[INSTRUCTION] Please turn every line of the records below into a numbered list, skipping blank lines and leaving the pictures out.

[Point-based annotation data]

++++++++

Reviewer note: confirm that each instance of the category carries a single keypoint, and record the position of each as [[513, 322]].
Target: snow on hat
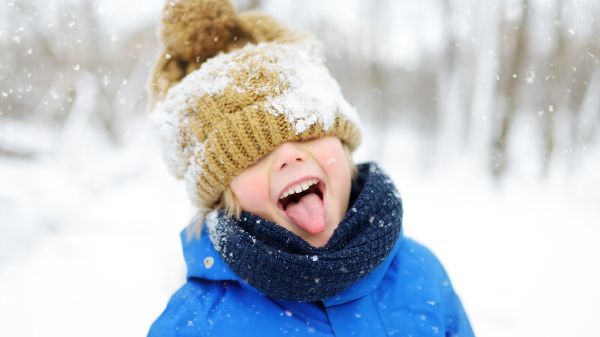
[[229, 88]]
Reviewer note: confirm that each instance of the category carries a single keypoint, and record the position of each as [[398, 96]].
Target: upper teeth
[[303, 186]]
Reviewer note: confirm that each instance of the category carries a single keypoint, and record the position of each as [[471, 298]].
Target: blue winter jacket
[[409, 294]]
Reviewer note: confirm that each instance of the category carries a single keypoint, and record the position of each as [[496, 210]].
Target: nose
[[287, 154]]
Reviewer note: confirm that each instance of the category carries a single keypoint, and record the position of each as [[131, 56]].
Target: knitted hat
[[229, 88]]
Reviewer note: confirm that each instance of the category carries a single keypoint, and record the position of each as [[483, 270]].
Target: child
[[291, 237]]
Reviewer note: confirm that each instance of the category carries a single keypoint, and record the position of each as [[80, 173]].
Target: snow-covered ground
[[89, 236]]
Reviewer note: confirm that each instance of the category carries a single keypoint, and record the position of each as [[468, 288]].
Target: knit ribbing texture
[[282, 265]]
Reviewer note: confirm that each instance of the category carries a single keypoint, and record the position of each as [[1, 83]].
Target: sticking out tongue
[[308, 213]]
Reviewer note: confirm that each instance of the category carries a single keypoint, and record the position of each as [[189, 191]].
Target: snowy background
[[485, 113]]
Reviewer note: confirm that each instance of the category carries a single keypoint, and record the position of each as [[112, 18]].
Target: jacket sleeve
[[184, 313]]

++++++++

[TASK ANSWER]
1. Reviewer note: confirm that each instance of the category carries a single keypoint, and record the position of each as [[513, 322]].
2. Target: snow on hat
3. [[229, 88]]
4. Reviewer note: confirm that each instance of the category carries a single keypoint, and record the position of each as [[398, 96]].
5. Target: upper teeth
6. [[303, 186]]
7. Reviewer note: confirm that each instance of the category carries a single keypoint, and record the position of each as [[471, 298]].
8. Target: blue winter jacket
9. [[409, 294]]
10. Reviewer note: confirm that each instance of the category carries a single keypoint, and record the position of each as [[496, 210]].
11. Target: nose
12. [[287, 154]]
13. Reviewer note: confirm that each instance of the category carries a single keypoint, and record the position of each as [[131, 56]].
14. Target: knitted hat
15. [[229, 88]]
16. Reviewer note: confirm that each instance of the category carries a single keypoint, and record the position of each as [[483, 270]].
17. Target: child
18. [[291, 237]]
19. Reviewer note: confirm that each instance of the category carries a single keypoint, and record the position of each as [[80, 173]].
20. Target: snow-covered ground
21. [[89, 236]]
22. Reviewer note: confirm that each instance of the category carries a single keypoint, and record the position of each as [[468, 288]].
23. Target: knit ribbing texture
24. [[282, 265]]
25. Reviewer note: confirm that each instance of the category carries a single keypoint, and record the position of each as [[1, 83]].
26. Target: sticking out tongue
27. [[308, 213]]
28. Reviewer note: confirm that each instance of the category carries a single keypoint, and record the position of each as [[189, 191]].
29. Target: snowy background
30. [[485, 113]]
31. Reviewer note: confirm that each instance of the category carries a single keypoint, and record the position of each as [[112, 18]].
32. Target: jacket sleeve
33. [[184, 313]]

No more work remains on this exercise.